> Reading passage:
·····
I stood at the start, with nerves and a huge amount of excitement. Training had gone well and I knew I was the best prepared I’d ever been for a marathon. I also knew, however, that anything can happen over 26.2 miles. I was so happy to be back doing something that I loved and I wanted to enjoy the day. I knew that, if everything went well, I should achieve a PB time and that I may be able to break the sub 4 hour barrier which, to me, would be an amazing accomplishment. My friends and my husband were talking about me being able to get a Boston marathon qualifying time, which for my age group was 3 hrs 50 mins, but I didn’t really believe I could do that.
·····
> Brief 1: According to the marathon passage, what was the Boston marathon qualifying time for the writer's age group?
> Brief 2: Print the marathon passage, starting at "I stood at the" and ending at "could do that.".
·····
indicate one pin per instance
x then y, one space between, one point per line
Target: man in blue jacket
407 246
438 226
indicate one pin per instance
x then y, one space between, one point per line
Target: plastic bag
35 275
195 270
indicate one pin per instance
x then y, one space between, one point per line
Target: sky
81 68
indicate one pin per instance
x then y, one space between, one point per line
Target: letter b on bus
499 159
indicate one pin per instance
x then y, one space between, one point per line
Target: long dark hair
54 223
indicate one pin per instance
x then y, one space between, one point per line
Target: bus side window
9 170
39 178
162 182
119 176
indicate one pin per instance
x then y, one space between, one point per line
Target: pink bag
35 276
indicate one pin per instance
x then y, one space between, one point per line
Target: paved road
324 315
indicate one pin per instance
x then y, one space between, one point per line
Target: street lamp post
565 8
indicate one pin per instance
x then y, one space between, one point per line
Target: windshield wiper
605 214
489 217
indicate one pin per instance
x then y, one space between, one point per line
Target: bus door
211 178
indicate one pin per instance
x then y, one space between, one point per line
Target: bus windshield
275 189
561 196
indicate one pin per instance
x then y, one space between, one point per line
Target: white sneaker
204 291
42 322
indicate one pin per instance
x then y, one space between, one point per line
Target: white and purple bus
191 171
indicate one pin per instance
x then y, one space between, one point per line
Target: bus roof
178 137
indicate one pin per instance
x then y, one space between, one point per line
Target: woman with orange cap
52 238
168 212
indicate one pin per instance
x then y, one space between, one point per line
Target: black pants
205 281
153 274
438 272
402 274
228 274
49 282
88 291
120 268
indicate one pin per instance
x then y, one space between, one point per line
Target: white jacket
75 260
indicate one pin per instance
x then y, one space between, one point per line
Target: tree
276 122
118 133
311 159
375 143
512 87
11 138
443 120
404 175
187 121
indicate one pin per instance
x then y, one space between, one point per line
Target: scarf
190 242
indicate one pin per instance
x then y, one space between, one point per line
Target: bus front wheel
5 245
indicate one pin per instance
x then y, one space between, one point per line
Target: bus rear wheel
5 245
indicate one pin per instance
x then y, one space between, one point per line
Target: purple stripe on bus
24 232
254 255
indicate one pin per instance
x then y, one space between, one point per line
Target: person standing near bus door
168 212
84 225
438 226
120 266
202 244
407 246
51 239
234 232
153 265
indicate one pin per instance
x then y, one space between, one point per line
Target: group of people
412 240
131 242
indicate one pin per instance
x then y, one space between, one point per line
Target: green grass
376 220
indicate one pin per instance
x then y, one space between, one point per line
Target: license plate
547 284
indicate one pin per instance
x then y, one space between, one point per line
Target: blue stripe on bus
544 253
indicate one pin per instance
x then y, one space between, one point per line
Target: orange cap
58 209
·····
> Exercise response 1: 3 hrs 50 mins

> Exercise response 2:
I stood at the start, with nerves and a huge amount of excitement. Training had gone well and I knew I was the best prepared I’d ever been for a marathon. I also knew, however, that anything can happen over 26.2 miles. I was so happy to be back doing something that I loved and I wanted to enjoy the day. I knew that, if everything went well, I should achieve a PB time and that I may be able to break the sub 4 hour barrier which, to me, would be an amazing accomplishment. My friends and my husband were talking about me being able to get a Boston marathon qualifying time, which for my age group was 3 hrs 50 mins, but I didn’t really believe I could do that.